_Kutipan Dokumen:_
━━━━━━━━━━━━━━━━
Konflik akibat perkebunan sebanyak 122 letusan konflik, kehutanan (41), pembangunan infrastruktur (30), properti (20), tambang (12), fasilitas militer (11), pesisir (3), agribisnis (2).
Apakah reformasi agraria yang ada, memberikan solusi akan hal tersebut? Perlu dibenahi kembali reformasi agraria agar menguntungkan rakyat.
Bank Dunia dalam laporannya berjudul Global Economic Prospects, edisi Juni 2022 lalu, menyatakan gambaran betapa rumitnya pilihan situasi.
Menurut Bank Dunia, kalaupun terhindar dari resesi, tampaknya perekonomian global tak bisa terlepas dari stagflasi.
Kecuali, terjadi perombakan besar dari sisi penawaran ekonomi melalui restorasi mata rantai pasok dan logistik global.
Dari alur daya tahan, posisi petani semakin rumit. Mereka tidak didukung karena minimnya lahan produksi, kaderisasi teknis, dan manajemen pasar.
Pembukaan lahan food estate di Temanggung oleh Presiden Jokowi akan lebih maksimal jika ceruk terdalam problematika di atas diselesaikan.
Bayangkan bahwa ada sekitar 33 juta petani, hanya sekitar 25 persen yang berusia kurang dari 40 tahun (tahun 2020).
Fakta lain bahwa itu tren Garis Kemiskinan (GK) terus mengalami kenaikan dari Rp 486.168 (September 2021) menjadi Rp 505.469 per kapita per bulan (Maret 2022).
Dengan rata-rata 4,74 orang anggota rumah tangga. Artinya GK per rumah tangga miskin secara rata-rata adalah sebesar Rp 2.395.923/rumah tangga miskin/bulan.
Terlebih lagi yang perlu diperhatikan pemerintah 52,94 persen penduduk miskin berada di pulau Jawa atau sekitar 13,85 juta orang. Rata-rata dari tren itu menerpa banyak masyarakat petani desa.
Petani harus dipastikan mendapatkan dampak kebijakan seperti menjaga daya beli. Pemerintah memang menempuh kebijakan fiskal ekspansif di awal pandemi, yaitu meningkatkan belanja negara melalui bantuan sosial, peningkatan subsidi, dan mengurangi pendapatan perpajakan.
Ini terbukti mampu meningkatkan konsumsi rumah tangga sehingga tumbuh 5,51 persen selama kuartal II 2022. Menghadapi tantangan baru, konsumsi rumah tangga tetap strategis.
Kekawatiran akan kurangnya daya persaingan Indonesia dalam ekspor produk dapat diamankan jika melihat peluang daya kembang yang ditimbulkan dari hasil pertanian desa.
Lagi pula, produk ekspor bisa menarik hasil pertanian desa dan bersimbiosis pada pengendalian pangan di masa yang akan datang.
━━━━━━━━━━━━━━━━
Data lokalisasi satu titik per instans

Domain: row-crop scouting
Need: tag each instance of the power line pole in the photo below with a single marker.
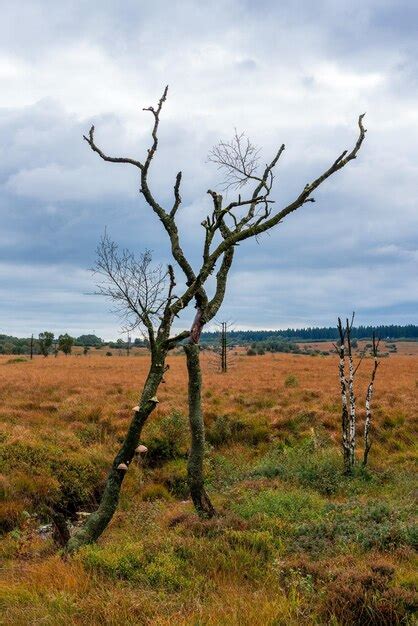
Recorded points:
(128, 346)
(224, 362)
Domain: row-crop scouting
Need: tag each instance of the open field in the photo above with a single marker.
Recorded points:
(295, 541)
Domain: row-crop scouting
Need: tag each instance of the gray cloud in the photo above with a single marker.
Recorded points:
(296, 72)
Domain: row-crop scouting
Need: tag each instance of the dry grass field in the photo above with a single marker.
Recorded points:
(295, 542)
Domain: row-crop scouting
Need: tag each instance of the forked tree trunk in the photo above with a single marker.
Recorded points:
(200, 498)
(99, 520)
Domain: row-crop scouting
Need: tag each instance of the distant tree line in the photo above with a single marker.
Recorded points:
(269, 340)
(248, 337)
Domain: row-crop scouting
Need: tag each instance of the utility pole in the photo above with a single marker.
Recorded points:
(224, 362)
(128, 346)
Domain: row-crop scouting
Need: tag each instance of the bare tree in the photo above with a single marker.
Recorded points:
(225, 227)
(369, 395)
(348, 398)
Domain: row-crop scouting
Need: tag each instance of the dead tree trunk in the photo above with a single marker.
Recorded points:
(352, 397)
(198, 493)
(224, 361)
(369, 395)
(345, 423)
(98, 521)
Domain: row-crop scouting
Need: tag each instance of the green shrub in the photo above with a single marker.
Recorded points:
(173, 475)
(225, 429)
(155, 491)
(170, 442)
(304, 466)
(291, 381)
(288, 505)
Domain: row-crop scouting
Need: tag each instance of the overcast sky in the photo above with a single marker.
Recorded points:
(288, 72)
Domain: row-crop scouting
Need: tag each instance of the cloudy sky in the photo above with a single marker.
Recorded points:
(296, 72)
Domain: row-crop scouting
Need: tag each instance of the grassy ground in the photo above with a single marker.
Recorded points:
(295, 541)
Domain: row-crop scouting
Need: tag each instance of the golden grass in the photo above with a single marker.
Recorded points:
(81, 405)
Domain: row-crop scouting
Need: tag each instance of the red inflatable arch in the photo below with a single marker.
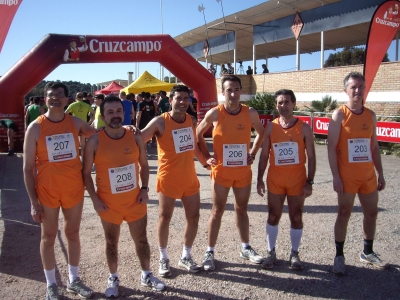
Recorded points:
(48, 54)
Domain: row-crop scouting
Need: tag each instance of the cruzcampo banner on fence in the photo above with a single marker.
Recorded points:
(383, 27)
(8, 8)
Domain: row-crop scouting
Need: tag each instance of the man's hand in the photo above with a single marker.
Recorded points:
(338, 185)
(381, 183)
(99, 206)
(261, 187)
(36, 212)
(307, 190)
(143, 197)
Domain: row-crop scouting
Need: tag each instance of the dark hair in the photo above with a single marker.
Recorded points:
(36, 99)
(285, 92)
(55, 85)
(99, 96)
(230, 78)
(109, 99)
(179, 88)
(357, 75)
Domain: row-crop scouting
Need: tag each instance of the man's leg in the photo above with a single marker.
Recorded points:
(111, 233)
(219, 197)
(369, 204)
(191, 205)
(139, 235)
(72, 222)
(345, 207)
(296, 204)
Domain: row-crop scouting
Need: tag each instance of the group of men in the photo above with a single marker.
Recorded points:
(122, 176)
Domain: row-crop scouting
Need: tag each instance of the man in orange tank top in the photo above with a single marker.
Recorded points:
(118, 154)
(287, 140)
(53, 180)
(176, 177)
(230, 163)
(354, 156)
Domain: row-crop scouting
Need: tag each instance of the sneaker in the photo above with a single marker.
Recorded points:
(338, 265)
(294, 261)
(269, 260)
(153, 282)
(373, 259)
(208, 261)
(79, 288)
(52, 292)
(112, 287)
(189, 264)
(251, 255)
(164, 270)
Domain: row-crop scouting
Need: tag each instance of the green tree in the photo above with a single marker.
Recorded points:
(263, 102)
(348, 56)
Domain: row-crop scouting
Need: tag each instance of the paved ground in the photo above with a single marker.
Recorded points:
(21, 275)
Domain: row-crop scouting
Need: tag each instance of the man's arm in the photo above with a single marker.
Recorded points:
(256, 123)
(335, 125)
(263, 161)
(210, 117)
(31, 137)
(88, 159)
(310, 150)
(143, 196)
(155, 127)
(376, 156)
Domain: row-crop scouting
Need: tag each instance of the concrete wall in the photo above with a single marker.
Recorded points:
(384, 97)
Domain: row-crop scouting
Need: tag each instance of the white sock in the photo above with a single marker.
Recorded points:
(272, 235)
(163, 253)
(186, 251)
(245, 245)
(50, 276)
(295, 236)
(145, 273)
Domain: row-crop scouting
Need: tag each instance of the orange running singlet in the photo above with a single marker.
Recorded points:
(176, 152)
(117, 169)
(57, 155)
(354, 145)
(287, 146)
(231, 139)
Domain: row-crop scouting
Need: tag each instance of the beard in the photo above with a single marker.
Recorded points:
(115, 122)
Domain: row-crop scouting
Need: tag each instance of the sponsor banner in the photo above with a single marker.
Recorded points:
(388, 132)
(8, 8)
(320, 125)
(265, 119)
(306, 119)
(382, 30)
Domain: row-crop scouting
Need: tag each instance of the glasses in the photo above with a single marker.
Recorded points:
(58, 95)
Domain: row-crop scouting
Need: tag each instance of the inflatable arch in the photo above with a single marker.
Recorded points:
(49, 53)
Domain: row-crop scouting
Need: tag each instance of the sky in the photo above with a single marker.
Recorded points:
━━━━━━━━━━━━━━━━
_Ketentuan Tugas:_
Tentukan apakah tiap pernyataan di bawah ini sesuai dengan kutipan teks tentang petani dan reformasi agraria. Jawab ya atau tidak, lalu sertakan kata-kata persis dari kutipan teks yang menentukan jawaban itu.
1. Konflik di sektor kehutanan tercatat sebanyak 41 letusan.
2. Menurut Bank Dunia, perekonomian global pasti akan mengalami resesi.
3. Konsumsi rumah tangga tumbuh 5,51 persen selama kuartal II 2022.
Gunakan hanya kutipan teks di atas sebagai dasar.

_Penyelesaian Tugas:_
1. Ya: "kehutanan (41)"
2. Tidak: "kalaupun terhindar dari resesi, tampaknya perekonomian global tak bisa terlepas dari stagflasi"
3. Ya: "tumbuh 5,51 persen selama kuartal II 2022"